-- begin DATA LINES --

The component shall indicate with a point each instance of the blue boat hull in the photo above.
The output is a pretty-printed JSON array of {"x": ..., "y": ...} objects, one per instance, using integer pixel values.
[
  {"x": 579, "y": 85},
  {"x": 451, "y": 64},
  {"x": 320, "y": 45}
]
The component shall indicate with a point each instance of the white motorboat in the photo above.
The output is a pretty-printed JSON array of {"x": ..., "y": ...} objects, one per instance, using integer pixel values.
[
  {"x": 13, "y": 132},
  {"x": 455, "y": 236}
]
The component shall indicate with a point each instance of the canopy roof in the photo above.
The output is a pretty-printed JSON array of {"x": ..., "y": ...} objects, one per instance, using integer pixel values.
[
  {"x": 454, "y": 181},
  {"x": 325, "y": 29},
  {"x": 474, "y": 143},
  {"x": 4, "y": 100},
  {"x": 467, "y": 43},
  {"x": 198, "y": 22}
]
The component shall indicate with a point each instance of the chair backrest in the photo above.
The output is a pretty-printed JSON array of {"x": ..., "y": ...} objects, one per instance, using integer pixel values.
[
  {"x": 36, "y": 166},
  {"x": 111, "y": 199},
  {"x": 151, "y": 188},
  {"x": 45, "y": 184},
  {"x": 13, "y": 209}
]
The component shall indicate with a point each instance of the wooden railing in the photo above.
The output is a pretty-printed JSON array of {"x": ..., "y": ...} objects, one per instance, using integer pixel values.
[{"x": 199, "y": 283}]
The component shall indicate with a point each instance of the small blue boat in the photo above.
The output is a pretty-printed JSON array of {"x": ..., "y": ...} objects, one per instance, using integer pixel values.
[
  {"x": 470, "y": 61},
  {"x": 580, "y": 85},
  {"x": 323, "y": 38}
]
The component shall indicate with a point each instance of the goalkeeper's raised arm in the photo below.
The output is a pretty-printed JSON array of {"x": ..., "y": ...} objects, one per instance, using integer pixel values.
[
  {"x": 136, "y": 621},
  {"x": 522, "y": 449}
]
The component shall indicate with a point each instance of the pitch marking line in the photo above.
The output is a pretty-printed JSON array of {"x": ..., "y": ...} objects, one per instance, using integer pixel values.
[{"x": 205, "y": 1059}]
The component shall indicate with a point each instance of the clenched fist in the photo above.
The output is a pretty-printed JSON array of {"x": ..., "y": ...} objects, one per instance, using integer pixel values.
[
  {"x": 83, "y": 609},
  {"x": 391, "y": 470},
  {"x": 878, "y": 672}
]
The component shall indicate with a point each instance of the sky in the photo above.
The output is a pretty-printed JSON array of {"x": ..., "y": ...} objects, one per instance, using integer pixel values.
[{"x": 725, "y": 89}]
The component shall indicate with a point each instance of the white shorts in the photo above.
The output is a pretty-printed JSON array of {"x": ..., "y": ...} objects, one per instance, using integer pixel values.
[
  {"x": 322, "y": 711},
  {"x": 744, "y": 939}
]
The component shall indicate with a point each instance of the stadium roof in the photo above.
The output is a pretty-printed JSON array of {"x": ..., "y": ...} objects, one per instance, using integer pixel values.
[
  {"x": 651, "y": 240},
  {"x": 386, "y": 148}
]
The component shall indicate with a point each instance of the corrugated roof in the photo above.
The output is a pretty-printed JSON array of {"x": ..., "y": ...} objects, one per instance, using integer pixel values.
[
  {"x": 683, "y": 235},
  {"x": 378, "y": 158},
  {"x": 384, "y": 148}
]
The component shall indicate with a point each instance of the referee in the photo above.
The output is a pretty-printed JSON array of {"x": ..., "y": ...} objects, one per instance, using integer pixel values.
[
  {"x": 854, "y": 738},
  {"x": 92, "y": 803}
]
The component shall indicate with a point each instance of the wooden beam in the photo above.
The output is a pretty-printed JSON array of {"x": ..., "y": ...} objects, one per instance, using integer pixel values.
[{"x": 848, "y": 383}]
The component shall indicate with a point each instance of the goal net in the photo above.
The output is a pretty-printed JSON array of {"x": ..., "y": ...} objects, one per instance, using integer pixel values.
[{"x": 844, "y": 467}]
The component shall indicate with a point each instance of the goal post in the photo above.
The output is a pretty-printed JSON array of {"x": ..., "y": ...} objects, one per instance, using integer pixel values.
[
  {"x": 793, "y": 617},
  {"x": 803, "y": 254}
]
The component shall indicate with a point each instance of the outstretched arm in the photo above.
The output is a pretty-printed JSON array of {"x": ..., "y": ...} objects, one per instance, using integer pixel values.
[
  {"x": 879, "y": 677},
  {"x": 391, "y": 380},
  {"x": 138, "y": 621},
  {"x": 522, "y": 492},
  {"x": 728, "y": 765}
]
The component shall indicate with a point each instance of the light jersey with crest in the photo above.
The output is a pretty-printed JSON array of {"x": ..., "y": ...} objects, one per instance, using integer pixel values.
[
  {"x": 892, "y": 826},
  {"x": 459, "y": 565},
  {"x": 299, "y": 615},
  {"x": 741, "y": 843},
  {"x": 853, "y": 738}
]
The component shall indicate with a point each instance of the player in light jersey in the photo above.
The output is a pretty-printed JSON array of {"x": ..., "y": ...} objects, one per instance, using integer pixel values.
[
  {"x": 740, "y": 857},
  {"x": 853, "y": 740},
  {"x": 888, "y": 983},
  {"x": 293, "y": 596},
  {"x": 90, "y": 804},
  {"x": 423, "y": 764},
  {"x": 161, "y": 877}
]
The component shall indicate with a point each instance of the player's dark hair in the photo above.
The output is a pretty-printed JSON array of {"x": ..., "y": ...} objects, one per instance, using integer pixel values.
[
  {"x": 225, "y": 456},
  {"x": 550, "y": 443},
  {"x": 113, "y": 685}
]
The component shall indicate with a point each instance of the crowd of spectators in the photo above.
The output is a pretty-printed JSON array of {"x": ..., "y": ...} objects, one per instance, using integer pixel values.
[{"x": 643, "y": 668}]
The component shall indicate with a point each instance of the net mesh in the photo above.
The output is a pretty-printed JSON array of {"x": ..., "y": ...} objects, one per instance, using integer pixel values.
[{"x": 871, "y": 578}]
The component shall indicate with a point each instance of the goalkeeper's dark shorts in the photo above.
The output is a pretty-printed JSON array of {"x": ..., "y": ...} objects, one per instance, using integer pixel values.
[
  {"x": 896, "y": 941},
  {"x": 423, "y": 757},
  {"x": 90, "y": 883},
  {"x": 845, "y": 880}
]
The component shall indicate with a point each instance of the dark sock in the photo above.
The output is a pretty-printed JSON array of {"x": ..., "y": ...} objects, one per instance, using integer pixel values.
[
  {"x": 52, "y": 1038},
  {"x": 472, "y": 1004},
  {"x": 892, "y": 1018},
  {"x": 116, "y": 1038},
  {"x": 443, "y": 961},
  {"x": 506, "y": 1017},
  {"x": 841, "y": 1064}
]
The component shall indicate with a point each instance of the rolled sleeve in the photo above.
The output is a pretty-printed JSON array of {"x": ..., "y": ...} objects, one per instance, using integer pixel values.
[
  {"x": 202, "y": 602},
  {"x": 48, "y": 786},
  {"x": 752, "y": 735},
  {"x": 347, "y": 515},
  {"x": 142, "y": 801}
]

-- end DATA LINES --

= DIRECTIVE =
Rewrite every line of the rows above as a Markdown table with the columns No. and Line, numbering the lines in order and leaving out any blank ones.

= TASK SOLUTION =
| No. | Line |
|---|---|
| 1 | The component shall indicate with a point each instance of the blue boat hull in the photo above. |
| 2 | The output is a pretty-printed JSON array of {"x": ..., "y": ...} objects, one per instance, using integer pixel values. |
| 3 | [ |
| 4 |   {"x": 579, "y": 85}, |
| 5 |   {"x": 451, "y": 64}, |
| 6 |   {"x": 320, "y": 45} |
| 7 | ] |
| 8 | The component shall indicate with a point each instance of the white motorboat in the photo above. |
| 9 | The output is a pretty-printed JSON array of {"x": ..., "y": ...} objects, one per instance, using integer pixel values. |
| 10 | [ |
| 11 |   {"x": 13, "y": 132}, |
| 12 |   {"x": 455, "y": 236} |
| 13 | ] |
| 14 | The component shall indicate with a point each instance of the canopy roof in the photo above. |
| 15 | The output is a pretty-printed JSON array of {"x": ..., "y": ...} objects, one per instance, using integer pixel values. |
| 16 | [ |
| 17 |   {"x": 454, "y": 181}, |
| 18 |   {"x": 325, "y": 29}, |
| 19 |   {"x": 474, "y": 143}, |
| 20 |   {"x": 4, "y": 100}, |
| 21 |   {"x": 467, "y": 43}, |
| 22 |   {"x": 198, "y": 22} |
| 23 | ] |
| 24 | The component shall indicate with a point each instance of the chair backrest in the photo above. |
| 25 | The output is a pretty-printed JSON array of {"x": ..., "y": ...} objects, one per instance, using integer pixel values. |
| 26 | [ |
| 27 |   {"x": 36, "y": 166}, |
| 28 |   {"x": 111, "y": 199}, |
| 29 |   {"x": 151, "y": 188}, |
| 30 |   {"x": 45, "y": 184}, |
| 31 |   {"x": 13, "y": 209} |
| 32 | ] |
| 33 | The component shall indicate with a point each instance of the wooden railing in the photo above. |
| 34 | The output is a pretty-printed JSON array of {"x": ..., "y": ...} objects, one per instance, using integer pixel values. |
| 35 | [{"x": 199, "y": 283}] |
| 36 | The component shall indicate with a point each instance of the small blue boat in the photo above. |
| 37 | The output is a pretty-printed JSON array of {"x": ..., "y": ...} objects, one per instance, using integer pixel values. |
| 38 | [ |
| 39 |   {"x": 470, "y": 61}, |
| 40 |   {"x": 580, "y": 85}, |
| 41 |   {"x": 323, "y": 38} |
| 42 | ] |
| 43 | The component shall indicate with a point each instance of the goalkeeper's raised arm in the photo below. |
| 44 | The output is a pretty-printed JSON array of {"x": ..., "y": ...} objects, one per instance, using integer pixel values. |
| 45 | [ |
| 46 |   {"x": 136, "y": 621}, |
| 47 |   {"x": 522, "y": 449} |
| 48 | ] |
| 49 | The component shall indicate with a point each instance of the pitch marking line in the photo above. |
| 50 | The output is a pretty-printed JSON array of {"x": ..., "y": ...} objects, one per instance, using integer pixel values. |
| 51 | [{"x": 205, "y": 1059}] |
| 52 | The component shall indicate with a point each instance of the clenched fist in the photo above. |
| 53 | The output is a pretty-printed JSON array of {"x": ..., "y": ...} objects, one per instance, using integer pixel values. |
| 54 | [ |
| 55 |   {"x": 83, "y": 609}, |
| 56 |   {"x": 391, "y": 470}, |
| 57 |   {"x": 878, "y": 672} |
| 58 | ] |
| 59 | The component shall indicate with a point each instance of the sky in the photo above. |
| 60 | The output is a pretty-printed JSON array of {"x": ..., "y": ...} objects, one per instance, using integer pixel values. |
| 61 | [{"x": 725, "y": 89}] |
| 62 | The component shall indicate with a point each instance of the white shorts in the photo above. |
| 63 | The output is a pretty-printed JSON array of {"x": ..., "y": ...} objects, one per instance, using integer pixel values. |
| 64 | [ |
| 65 |   {"x": 322, "y": 711}, |
| 66 |   {"x": 744, "y": 939} |
| 67 | ] |
| 68 | The component shall indicate with a point each instance of the stadium roof in the photo above. |
| 69 | The output is a pretty-printed JSON array of {"x": ..., "y": ...} objects, one per instance, using integer pixel values. |
| 70 | [ |
| 71 |   {"x": 651, "y": 240}, |
| 72 |   {"x": 386, "y": 148} |
| 73 | ] |
| 74 | The component shall indicate with a point each instance of the corrugated roof in the photo above. |
| 75 | The output is a pretty-printed JSON array of {"x": ..., "y": ...} objects, one per instance, using integer pixel values. |
| 76 | [ |
| 77 |   {"x": 683, "y": 235}, |
| 78 |   {"x": 378, "y": 158}, |
| 79 |   {"x": 384, "y": 148} |
| 80 | ] |
| 81 | The component shall indicate with a point each instance of the referee in the photo above. |
| 82 | The output is a pretty-printed JSON array of {"x": ..., "y": ...} objects, one per instance, using integer pixel values. |
| 83 | [ |
| 84 |   {"x": 854, "y": 738}, |
| 85 |   {"x": 92, "y": 803} |
| 86 | ] |
| 87 | The component shall indicate with a point each instance of the wooden beam in the photo above. |
| 88 | The output is a pretty-printed JSON array of {"x": ..., "y": ...} objects, one per instance, using integer pixel values. |
| 89 | [{"x": 848, "y": 383}] |
| 90 | The component shall indicate with a point each instance of the goal net in the photo above. |
| 91 | The output is a pretty-printed JSON array of {"x": ..., "y": ...} objects, one per instance, using integer pixel values. |
| 92 | [{"x": 844, "y": 467}] |
| 93 | The component shall indicate with a point each instance of the goal post in the photo above. |
| 94 | The output is a pretty-printed JSON array of {"x": ..., "y": ...} objects, one per instance, using integer pixel values. |
| 95 | [ |
| 96 |   {"x": 793, "y": 617}, |
| 97 |   {"x": 803, "y": 254} |
| 98 | ] |
| 99 | The component shall indicate with a point each instance of the outstretched arm in the photo above. |
| 100 | The output is a pretty-printed JSON array of {"x": ..., "y": ...} objects, one per instance, using integer pixel values. |
| 101 | [ |
| 102 |   {"x": 879, "y": 677}, |
| 103 |   {"x": 391, "y": 380}, |
| 104 |   {"x": 138, "y": 621}, |
| 105 |   {"x": 522, "y": 492}, |
| 106 |   {"x": 728, "y": 765} |
| 107 | ] |
| 108 | The component shall indicate with a point each instance of the light jersey with crest in the photo above. |
| 109 | The output is a pretty-printed JSON array of {"x": ..., "y": ...} objects, one per instance, using integer pixel values. |
| 110 | [ |
| 111 |   {"x": 892, "y": 826}, |
| 112 |   {"x": 459, "y": 565}, |
| 113 |   {"x": 299, "y": 615}, |
| 114 |   {"x": 741, "y": 843}, |
| 115 |   {"x": 853, "y": 738} |
| 116 | ] |
| 117 | The component shall indicate with a point each instance of the player in light jersey in the photo above. |
| 118 | The output is a pretty-printed JSON array of {"x": ..., "y": ...} objects, one per instance, using integer pixel values. |
| 119 | [ |
| 120 |   {"x": 740, "y": 857}, |
| 121 |   {"x": 853, "y": 740}, |
| 122 |   {"x": 888, "y": 983}, |
| 123 |   {"x": 293, "y": 596}, |
| 124 |   {"x": 90, "y": 804}, |
| 125 |   {"x": 423, "y": 764}, |
| 126 |   {"x": 161, "y": 877} |
| 127 | ] |
| 128 | The component shall indicate with a point each instance of the player's dark hair in the photo above. |
| 129 | The output is a pretty-printed JSON array of {"x": ..., "y": ...} objects, one per instance, using integer pixel values. |
| 130 | [ |
| 131 |   {"x": 225, "y": 456}, |
| 132 |   {"x": 550, "y": 443}, |
| 133 |   {"x": 113, "y": 685} |
| 134 | ] |
| 135 | The component shall indicate with a point each instance of the crowd of spectators in the photo above. |
| 136 | The output is a pretty-printed JSON array of {"x": ..., "y": ...} objects, one per instance, using integer pixel values. |
| 137 | [{"x": 643, "y": 668}] |
| 138 | The component shall indicate with a point each instance of the net mesh in the photo above. |
| 139 | The output is a pretty-printed JSON array of {"x": ..., "y": ...} objects, one per instance, using integer pixel values. |
| 140 | [{"x": 871, "y": 578}] |
| 141 | The component shall indicate with a point each instance of the goalkeeper's dark shorts in the photo above. |
| 142 | The output is a pretty-printed JSON array of {"x": ..., "y": ...} objects, one per instance, using integer pixel values. |
| 143 | [ |
| 144 |   {"x": 896, "y": 941}, |
| 145 |   {"x": 423, "y": 757}, |
| 146 |   {"x": 90, "y": 883}, |
| 147 |   {"x": 845, "y": 880} |
| 148 | ] |
| 149 | The component shall indicate with a point each instance of the dark sock in the photo above. |
| 150 | The output is a pretty-printed JSON array of {"x": ..., "y": ...} objects, one per instance, using integer pixel values. |
| 151 | [ |
| 152 |   {"x": 52, "y": 1038}, |
| 153 |   {"x": 472, "y": 1004}, |
| 154 |   {"x": 892, "y": 1018}, |
| 155 |   {"x": 116, "y": 1038}, |
| 156 |   {"x": 443, "y": 961}, |
| 157 |   {"x": 506, "y": 1017}, |
| 158 |   {"x": 841, "y": 1064} |
| 159 | ] |
| 160 | The component shall indicate with a point each instance of the rolled sleeve in the photo above. |
| 161 | The output is a pretty-printed JSON array of {"x": ..., "y": ...} objects, one per instance, using integer pixel values. |
| 162 | [ |
| 163 |   {"x": 202, "y": 602}, |
| 164 |   {"x": 48, "y": 786}, |
| 165 |   {"x": 752, "y": 735}, |
| 166 |   {"x": 347, "y": 515}, |
| 167 |   {"x": 142, "y": 801} |
| 168 | ] |